### [EXERCISE DETAILS]
Copy out the listing below word for word, leaving out the pictures.

### [LISTING]

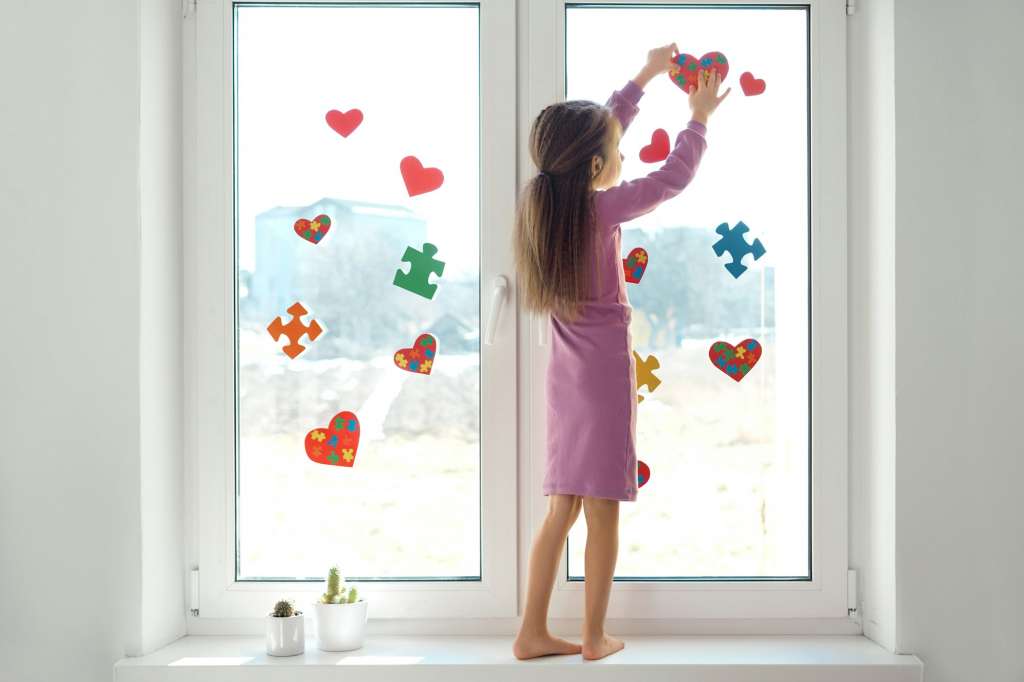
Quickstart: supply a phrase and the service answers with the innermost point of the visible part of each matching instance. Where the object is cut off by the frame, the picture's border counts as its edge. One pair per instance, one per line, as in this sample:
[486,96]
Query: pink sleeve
[636,198]
[624,103]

### [CORRECT OUTPUT]
Quickstart: supply a phrase and the service answers with the innermost point of the visible part of each matching instance. Where the object is cut off by the frame, the picture's border counts as its edge. One pair per instance, one per line, as in this sample:
[486,96]
Query: pink sleeve
[636,198]
[624,103]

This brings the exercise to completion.